BRIEF
Each line from the one that includes "parts: a single" to the last line of the data below should be set down exactly; no other lines are wanted.

Dataset excerpts
=======

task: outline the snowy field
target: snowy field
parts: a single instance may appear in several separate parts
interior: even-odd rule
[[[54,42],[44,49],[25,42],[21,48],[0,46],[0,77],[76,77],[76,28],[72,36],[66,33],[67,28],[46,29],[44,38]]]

=======

FINAL ANSWER
parts: a single instance may appear in several separate parts
interior: even-odd rule
[[[54,42],[44,49],[25,42],[21,48],[0,46],[0,77],[76,77],[76,28],[72,36],[66,33],[67,28],[46,29],[44,38]]]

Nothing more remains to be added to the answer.